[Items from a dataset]
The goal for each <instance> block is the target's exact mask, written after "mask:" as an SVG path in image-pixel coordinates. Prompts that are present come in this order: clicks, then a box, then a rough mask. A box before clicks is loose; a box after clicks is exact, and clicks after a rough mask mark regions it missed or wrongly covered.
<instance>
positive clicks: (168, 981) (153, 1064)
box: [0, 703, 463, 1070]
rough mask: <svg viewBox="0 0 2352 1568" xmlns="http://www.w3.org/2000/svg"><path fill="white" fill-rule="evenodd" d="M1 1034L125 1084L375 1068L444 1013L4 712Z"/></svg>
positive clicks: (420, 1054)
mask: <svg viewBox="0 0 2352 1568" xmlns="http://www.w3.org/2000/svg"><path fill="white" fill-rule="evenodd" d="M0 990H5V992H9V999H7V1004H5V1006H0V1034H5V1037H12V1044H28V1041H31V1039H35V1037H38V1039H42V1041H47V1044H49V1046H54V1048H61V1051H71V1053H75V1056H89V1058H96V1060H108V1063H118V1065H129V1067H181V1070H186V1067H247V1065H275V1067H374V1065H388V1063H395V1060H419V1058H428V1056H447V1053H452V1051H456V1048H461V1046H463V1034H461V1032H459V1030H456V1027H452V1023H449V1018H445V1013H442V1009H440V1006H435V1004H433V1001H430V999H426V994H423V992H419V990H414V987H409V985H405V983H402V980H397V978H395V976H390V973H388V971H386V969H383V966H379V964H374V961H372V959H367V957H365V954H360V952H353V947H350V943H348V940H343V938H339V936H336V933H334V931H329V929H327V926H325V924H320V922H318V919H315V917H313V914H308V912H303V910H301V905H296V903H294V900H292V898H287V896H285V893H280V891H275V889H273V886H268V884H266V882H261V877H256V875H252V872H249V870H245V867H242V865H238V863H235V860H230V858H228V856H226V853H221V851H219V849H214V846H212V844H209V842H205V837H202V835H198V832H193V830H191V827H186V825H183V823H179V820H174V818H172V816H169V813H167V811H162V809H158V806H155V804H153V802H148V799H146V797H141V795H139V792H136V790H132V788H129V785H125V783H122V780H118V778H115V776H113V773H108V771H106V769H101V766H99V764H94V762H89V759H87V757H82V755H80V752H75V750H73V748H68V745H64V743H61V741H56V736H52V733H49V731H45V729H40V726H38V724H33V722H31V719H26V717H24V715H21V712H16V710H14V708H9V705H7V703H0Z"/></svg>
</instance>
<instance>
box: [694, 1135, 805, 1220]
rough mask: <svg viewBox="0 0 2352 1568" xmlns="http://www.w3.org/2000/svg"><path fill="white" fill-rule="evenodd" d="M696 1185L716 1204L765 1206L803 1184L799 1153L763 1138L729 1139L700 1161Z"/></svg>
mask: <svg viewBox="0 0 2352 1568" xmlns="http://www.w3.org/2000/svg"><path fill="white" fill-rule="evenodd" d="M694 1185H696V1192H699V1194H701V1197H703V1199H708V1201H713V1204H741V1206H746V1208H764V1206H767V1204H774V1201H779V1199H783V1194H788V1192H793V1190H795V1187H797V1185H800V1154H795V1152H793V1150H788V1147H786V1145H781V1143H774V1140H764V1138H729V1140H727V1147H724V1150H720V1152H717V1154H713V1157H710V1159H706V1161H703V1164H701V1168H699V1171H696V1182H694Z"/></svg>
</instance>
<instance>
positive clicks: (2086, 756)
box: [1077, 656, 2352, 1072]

Work instructions
Rewrite the items above, switching every "positive clicks" to "foreground clicks" and leaving everything else unchanged.

Result of the exercise
The goal for each <instance> block is the target's exact mask, written after "mask:" as an SVG path in image-pixel coordinates. Prompts that are present come in this order: clicks, then a box, then a rough mask. A box before clicks is loose; a box after clicks is exact, and clicks after a rough mask mark regions it missed or wrongly covered.
<instance>
foreground clicks: (168, 981) (153, 1064)
box: [0, 703, 463, 1070]
rough mask: <svg viewBox="0 0 2352 1568" xmlns="http://www.w3.org/2000/svg"><path fill="white" fill-rule="evenodd" d="M1 1034L125 1084L375 1068L444 1013L4 712Z"/></svg>
foreground clicks: (420, 1054)
mask: <svg viewBox="0 0 2352 1568" xmlns="http://www.w3.org/2000/svg"><path fill="white" fill-rule="evenodd" d="M0 990H5V992H9V999H7V1004H5V1006H0V1034H5V1037H12V1044H28V1041H31V1039H35V1037H38V1039H42V1041H47V1044H49V1046H54V1048H61V1051H71V1053H75V1056H89V1058H96V1060H108V1063H118V1065H129V1067H181V1070H186V1067H247V1065H275V1067H374V1065H388V1063H395V1060H419V1058H428V1056H447V1053H452V1051H456V1048H461V1046H463V1034H461V1032H459V1030H456V1027H452V1023H449V1018H445V1013H442V1009H440V1006H435V1004H433V1001H430V999H426V994H423V992H419V990H414V987H409V985H405V983H402V980H397V978H395V976H390V973H388V971H386V969H383V966H379V964H374V961H372V959H367V957H365V954H360V952H353V947H350V943H348V940H343V938H339V936H336V933H334V931H329V929H327V926H325V924H320V922H318V919H315V917H313V914H308V912H303V910H301V905H296V903H294V900H292V898H287V896H285V893H280V891H275V889H273V886H268V884H266V882H261V877H256V875H252V872H249V870H245V867H242V865H238V863H235V860H230V858H228V856H226V853H221V851H219V849H214V846H212V844H209V842H205V837H202V835H198V832H193V830H191V827H186V825H183V823H179V820H174V818H172V816H169V813H167V811H162V809H158V806H155V804H153V802H148V799H146V797H141V795H139V792H136V790H132V788H129V785H125V783H122V780H118V778H115V776H113V773H108V771H106V769H101V766H99V764H94V762H89V759H87V757H82V755H80V752H75V750H73V748H68V745H64V743H61V741H56V736H52V733H49V731H45V729H40V726H38V724H33V722H31V719H26V717H24V715H21V712H16V710H14V708H9V705H7V703H0Z"/></svg>
</instance>
<instance>
box: [694, 1135, 805, 1220]
rough mask: <svg viewBox="0 0 2352 1568" xmlns="http://www.w3.org/2000/svg"><path fill="white" fill-rule="evenodd" d="M696 1185L716 1204L765 1206L803 1184L799 1153L763 1138L729 1139L700 1161Z"/></svg>
mask: <svg viewBox="0 0 2352 1568" xmlns="http://www.w3.org/2000/svg"><path fill="white" fill-rule="evenodd" d="M694 1185H696V1192H699V1194H701V1197H703V1199H708V1201H713V1204H741V1206H746V1208H764V1206H767V1204H774V1201H779V1199H783V1194H788V1192H793V1190H795V1187H797V1185H800V1154H795V1152H793V1150H788V1147H786V1145H781V1143H774V1140H764V1138H729V1140H727V1147H724V1150H720V1152H717V1154H713V1157H710V1159H706V1161H703V1164H701V1168H699V1171H696V1182H694Z"/></svg>
</instance>
<instance>
foreground clicks: (2086, 756)
box: [1077, 656, 2352, 1072]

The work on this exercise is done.